PAGE TEXT ::
________

# 14 Comparing quantitative data within individuals

So far, you have learnt to ask a RQ, design a study, collect the data, describe the data and summarise the data. In this chapter, you will learn to:

• summarise within-individual changes in a quantitative data using appropriate graphs.
• summarise within-individual changes using in summary tables.

## 14.1 Introduction

Sometimes the same quantitative variable is measured on each individual more than once (i.e., within-individual changes for each unit of analysis) but only a small number of times. Examples of this type of data include:

• Measurements of household water consumption for many households, before and after installing water-saving devices.
• Blood pressure recorded for people at $$8$$am, $$1$$pm and $$8$$pm each day.

In both cases, the same variable is measured multiple times for each individual. Within-individuals changes require different methods than between-individuals comparisons. This chapter considers how to summarise within-individuals changes in quantitative variables.

## 14.2 Summarising the comparison: mean differences

The best way to compare two observations for each individual is to summarise the differences between both observations for the individuals; for example, using the mean difference. A numerical summary table can be constructed summarising both groups, plus the differences.

When more than two observations are made for each individual, often the changes from the first observation can be computed (as the first observation is often a pre-intervention observation, or a benchmark observation); for example, using the mean change.

________

EXTRACTED RECORDS ::

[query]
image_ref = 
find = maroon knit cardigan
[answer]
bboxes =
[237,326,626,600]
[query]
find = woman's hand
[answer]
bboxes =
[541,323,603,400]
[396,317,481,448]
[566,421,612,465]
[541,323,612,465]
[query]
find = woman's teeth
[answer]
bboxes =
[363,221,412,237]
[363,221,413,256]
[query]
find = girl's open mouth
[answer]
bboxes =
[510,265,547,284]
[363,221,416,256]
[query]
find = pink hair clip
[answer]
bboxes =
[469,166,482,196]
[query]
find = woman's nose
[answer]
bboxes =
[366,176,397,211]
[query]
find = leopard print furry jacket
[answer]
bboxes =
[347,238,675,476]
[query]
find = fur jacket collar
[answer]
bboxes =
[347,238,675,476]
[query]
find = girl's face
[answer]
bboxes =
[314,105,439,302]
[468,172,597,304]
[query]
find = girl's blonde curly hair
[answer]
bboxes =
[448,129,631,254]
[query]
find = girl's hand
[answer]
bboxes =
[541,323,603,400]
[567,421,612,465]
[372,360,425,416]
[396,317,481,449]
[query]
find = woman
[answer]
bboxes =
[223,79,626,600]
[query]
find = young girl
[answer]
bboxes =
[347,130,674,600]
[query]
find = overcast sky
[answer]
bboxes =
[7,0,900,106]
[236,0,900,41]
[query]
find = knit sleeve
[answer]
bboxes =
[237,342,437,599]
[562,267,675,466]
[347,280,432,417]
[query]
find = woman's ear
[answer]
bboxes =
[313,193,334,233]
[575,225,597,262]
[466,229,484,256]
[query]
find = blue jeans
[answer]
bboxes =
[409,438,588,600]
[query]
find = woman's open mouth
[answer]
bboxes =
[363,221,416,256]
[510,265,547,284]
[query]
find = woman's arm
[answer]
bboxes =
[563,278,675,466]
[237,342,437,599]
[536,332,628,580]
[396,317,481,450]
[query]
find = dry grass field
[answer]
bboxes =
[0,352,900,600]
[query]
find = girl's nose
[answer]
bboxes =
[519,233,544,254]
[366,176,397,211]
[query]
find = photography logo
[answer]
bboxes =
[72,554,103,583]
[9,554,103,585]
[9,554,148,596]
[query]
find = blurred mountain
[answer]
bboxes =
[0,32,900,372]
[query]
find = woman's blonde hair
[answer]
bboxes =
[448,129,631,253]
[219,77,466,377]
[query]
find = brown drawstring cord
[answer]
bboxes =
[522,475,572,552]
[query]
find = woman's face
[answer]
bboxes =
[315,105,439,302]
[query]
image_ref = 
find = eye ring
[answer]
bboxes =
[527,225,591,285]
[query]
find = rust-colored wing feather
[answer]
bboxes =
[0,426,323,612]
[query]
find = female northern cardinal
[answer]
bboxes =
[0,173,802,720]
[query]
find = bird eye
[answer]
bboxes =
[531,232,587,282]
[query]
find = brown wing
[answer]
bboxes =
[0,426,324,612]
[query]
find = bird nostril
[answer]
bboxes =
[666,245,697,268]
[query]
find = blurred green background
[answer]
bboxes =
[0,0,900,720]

________

TASK INSTRUCTIONS ::
(1) Answer these questions from the chapter:
(a) In the household water consumption example, what event are the measurements taken before and after?
(b) What summary is given as an example for comparing two observations for each individual?
(c) When there are more than two observations per individual, changes are often computed from which observation?
(2) Duplicate the section of the chapter that starts with the words "The best way" and ends with "the mean change.".

TASK ANSWERS ::
(1)
(a) Installing water-saving devices.
(b) The mean difference.
(c) The first observation.

(2)
The best way to compare two observations for each individual is to summarise the differences between both observations for the individuals; for example, using the mean difference. A numerical summary table can be constructed summarising both groups, plus the differences.

When more than two observations are made for each individual, often the changes from the first observation can be computed (as the first observation is often a pre-intervention observation, or a benchmark observation); for example, using the mean change.